TASK DIRECTIONS - Which lines of the data hold the word "bush"? Copy all of them.

THE DATA -

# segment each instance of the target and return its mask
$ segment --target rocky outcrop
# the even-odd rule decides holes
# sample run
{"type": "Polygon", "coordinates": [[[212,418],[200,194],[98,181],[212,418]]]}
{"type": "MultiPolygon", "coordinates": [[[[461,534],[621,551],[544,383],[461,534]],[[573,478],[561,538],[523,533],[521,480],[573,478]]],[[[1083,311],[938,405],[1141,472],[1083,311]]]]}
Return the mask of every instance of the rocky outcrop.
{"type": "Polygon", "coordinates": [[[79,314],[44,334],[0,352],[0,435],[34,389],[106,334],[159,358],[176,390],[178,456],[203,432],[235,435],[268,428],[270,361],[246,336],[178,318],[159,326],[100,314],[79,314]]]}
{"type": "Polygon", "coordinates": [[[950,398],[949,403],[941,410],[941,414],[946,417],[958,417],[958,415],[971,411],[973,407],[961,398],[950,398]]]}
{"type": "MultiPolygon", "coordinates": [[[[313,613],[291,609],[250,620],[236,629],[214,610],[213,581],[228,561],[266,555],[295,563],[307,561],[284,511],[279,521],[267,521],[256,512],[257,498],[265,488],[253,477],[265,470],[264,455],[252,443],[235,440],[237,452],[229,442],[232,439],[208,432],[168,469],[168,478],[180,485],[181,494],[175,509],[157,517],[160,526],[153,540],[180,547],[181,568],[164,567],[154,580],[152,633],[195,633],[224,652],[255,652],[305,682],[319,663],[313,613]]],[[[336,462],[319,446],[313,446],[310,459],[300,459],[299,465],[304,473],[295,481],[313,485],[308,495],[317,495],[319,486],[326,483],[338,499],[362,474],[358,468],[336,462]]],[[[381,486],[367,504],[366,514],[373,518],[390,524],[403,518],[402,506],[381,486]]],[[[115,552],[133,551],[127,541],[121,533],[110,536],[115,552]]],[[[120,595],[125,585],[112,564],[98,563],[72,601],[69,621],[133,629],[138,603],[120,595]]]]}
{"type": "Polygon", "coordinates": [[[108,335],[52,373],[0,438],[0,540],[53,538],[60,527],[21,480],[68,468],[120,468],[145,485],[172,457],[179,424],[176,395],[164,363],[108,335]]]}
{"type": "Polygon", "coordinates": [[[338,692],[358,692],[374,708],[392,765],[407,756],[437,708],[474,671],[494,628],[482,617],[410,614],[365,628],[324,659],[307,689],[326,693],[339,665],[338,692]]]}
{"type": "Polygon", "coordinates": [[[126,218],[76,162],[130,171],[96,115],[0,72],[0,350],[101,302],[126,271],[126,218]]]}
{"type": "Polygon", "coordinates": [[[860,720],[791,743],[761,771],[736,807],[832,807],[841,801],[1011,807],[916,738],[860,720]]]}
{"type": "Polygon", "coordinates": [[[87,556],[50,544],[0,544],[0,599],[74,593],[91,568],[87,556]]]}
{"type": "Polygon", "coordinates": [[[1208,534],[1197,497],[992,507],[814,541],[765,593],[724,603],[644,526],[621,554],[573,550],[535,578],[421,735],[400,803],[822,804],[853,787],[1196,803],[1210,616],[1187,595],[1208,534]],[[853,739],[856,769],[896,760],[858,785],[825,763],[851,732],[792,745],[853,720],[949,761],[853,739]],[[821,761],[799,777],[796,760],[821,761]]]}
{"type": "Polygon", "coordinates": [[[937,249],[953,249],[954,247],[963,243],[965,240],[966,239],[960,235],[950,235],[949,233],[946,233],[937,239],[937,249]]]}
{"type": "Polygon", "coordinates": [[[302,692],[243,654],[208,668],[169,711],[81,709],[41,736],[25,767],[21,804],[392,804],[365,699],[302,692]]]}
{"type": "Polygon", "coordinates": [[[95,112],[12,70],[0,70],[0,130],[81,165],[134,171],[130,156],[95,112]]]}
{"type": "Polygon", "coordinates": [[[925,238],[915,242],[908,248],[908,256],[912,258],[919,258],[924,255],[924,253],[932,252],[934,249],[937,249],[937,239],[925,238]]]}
--
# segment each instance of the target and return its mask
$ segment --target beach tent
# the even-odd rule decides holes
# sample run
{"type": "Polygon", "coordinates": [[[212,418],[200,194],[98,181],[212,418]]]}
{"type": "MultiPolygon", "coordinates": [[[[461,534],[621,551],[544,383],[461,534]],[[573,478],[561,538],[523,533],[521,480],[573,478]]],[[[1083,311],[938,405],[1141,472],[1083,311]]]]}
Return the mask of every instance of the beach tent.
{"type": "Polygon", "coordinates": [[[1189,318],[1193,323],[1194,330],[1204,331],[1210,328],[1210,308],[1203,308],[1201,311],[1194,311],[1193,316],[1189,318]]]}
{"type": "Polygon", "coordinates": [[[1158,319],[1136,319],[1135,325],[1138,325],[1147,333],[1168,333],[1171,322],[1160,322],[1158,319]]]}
==
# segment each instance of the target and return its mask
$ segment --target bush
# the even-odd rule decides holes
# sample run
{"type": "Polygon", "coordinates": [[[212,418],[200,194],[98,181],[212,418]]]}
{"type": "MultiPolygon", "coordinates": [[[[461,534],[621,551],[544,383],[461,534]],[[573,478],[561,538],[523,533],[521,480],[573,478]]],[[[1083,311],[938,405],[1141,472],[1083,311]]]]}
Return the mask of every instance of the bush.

EXPECTED OUTPUT -
$ segment --target bush
Return the mask of every instance of the bush.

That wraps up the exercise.